WHAT THIS TASK INVOLVES => What is needed here is an exact repetition of the records below, beginning at the line that has "locate the market hall" and stopping after the line that has "locate the person walking in the photo above".

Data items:

-- Opening Marker --

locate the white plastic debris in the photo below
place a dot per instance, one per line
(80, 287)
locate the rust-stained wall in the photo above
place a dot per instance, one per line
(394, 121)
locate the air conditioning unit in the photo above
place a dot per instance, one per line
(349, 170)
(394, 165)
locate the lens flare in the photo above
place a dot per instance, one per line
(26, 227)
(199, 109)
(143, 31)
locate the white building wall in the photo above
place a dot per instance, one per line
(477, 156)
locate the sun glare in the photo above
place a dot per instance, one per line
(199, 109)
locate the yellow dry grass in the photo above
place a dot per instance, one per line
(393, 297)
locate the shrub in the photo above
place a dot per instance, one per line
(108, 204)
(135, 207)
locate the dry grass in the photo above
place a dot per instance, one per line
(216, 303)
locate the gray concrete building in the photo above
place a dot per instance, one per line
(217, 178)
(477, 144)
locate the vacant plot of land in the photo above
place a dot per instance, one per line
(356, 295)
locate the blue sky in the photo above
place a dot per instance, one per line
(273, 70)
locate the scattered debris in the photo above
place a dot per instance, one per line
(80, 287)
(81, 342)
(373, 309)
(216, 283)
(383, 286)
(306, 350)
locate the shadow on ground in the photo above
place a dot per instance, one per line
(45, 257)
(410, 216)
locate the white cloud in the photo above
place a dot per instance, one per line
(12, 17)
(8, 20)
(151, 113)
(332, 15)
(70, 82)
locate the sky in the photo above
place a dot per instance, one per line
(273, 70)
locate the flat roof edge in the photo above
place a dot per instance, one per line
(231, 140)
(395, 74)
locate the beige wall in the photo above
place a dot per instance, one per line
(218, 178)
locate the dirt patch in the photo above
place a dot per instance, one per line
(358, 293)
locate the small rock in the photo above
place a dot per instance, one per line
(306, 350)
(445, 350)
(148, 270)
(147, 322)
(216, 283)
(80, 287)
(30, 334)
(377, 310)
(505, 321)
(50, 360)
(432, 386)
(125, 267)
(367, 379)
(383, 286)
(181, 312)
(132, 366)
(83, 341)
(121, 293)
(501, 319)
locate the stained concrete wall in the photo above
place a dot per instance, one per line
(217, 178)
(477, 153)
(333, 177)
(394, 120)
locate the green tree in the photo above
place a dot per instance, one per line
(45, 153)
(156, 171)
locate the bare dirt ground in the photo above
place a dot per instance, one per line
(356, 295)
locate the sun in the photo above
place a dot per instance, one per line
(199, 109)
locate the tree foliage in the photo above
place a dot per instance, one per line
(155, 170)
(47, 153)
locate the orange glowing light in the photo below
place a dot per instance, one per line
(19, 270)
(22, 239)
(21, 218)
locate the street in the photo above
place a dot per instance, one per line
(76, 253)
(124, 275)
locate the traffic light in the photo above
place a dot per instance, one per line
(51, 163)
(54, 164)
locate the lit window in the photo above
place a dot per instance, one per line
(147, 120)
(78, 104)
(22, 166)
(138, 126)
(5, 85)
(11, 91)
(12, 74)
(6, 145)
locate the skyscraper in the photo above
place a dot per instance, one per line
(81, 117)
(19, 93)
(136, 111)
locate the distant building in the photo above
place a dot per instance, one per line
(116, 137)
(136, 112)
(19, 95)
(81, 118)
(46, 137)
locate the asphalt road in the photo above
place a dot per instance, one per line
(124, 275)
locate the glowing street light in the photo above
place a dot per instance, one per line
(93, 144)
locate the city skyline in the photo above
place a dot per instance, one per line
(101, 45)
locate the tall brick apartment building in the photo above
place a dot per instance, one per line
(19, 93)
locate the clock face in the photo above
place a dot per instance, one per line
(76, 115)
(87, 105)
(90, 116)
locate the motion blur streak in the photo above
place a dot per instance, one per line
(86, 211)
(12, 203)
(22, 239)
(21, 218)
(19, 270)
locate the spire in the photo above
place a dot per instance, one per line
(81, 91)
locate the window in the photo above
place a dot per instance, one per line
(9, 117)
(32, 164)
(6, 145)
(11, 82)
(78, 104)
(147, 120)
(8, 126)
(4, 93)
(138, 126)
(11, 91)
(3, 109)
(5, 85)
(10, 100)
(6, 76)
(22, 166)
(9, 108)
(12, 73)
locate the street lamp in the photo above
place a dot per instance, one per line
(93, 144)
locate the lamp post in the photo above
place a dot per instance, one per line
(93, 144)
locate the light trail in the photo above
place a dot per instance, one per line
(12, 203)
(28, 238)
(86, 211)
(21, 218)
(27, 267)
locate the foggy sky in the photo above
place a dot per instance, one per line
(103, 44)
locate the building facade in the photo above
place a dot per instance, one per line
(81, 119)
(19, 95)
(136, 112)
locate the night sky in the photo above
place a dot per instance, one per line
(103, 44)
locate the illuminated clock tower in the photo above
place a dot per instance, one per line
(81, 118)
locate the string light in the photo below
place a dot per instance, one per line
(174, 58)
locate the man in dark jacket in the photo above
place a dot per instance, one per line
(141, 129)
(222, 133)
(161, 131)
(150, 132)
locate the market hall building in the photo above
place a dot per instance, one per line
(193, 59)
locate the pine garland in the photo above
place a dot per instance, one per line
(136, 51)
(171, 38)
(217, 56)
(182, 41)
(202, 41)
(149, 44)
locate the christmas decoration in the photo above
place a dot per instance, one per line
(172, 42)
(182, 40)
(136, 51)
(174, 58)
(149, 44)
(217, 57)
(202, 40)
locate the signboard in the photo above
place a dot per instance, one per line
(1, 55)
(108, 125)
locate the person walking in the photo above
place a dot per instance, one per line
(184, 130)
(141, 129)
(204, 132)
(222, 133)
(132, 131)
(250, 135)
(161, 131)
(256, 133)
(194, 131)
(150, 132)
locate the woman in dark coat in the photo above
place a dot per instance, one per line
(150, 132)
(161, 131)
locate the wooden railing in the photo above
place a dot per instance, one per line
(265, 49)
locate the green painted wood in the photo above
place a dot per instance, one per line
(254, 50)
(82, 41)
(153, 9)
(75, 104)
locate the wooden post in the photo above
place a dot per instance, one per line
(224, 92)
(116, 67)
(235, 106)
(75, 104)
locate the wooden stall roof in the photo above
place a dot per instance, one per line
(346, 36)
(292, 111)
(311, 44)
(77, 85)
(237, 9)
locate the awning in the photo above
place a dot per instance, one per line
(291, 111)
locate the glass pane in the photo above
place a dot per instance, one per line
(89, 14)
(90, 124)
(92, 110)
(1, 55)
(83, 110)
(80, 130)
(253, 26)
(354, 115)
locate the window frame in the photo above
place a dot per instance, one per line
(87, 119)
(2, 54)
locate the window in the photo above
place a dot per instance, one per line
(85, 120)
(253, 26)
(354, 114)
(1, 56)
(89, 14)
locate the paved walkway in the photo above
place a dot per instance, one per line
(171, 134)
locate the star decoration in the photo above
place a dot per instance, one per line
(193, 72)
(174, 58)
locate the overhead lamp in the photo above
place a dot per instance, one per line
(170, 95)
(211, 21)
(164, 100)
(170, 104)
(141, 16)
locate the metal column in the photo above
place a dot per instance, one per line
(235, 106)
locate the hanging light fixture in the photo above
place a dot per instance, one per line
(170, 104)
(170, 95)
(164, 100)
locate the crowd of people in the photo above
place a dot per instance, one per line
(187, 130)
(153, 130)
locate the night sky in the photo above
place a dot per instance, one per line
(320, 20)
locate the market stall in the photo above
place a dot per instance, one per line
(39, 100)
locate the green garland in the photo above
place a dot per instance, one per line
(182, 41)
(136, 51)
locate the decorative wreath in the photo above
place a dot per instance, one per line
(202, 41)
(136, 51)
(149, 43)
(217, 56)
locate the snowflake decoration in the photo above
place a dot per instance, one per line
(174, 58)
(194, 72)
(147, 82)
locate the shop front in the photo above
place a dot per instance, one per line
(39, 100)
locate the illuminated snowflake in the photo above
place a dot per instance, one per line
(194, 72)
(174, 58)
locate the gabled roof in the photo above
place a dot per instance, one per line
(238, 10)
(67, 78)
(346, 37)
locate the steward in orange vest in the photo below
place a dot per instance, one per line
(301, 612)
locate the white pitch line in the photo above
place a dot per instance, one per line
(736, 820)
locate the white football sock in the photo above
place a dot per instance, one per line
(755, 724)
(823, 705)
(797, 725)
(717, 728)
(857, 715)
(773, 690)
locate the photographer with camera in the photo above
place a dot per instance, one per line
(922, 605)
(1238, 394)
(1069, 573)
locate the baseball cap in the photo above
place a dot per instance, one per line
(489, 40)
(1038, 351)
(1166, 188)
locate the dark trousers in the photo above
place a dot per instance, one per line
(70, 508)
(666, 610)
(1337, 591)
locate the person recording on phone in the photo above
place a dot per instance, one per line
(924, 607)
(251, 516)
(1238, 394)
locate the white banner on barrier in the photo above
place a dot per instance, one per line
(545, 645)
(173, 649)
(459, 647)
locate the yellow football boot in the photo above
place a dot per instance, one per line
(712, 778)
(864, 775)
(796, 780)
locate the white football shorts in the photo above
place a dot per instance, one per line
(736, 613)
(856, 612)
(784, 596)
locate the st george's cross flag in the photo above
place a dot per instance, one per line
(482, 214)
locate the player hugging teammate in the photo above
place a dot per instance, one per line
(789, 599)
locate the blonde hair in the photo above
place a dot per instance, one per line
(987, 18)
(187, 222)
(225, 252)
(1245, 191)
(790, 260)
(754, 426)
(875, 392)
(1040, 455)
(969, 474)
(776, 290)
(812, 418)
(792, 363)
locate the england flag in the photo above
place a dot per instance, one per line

-- Closing Marker --

EXERCISE RESPONSE =>
locate the market hall building in the photo above
place a dot per instance, one per line
(193, 59)
locate the pine garland in the photo above
place a dot per instance, one per line
(136, 51)
(171, 38)
(217, 56)
(182, 41)
(202, 41)
(149, 44)
locate the christmas decoration in the photo above
place a dot per instance, one per line
(172, 42)
(182, 40)
(136, 51)
(174, 58)
(149, 44)
(217, 57)
(202, 40)
locate the signboard in the photo above
place a dot per instance, one per line
(1, 55)
(108, 125)
locate the person walking in the photo above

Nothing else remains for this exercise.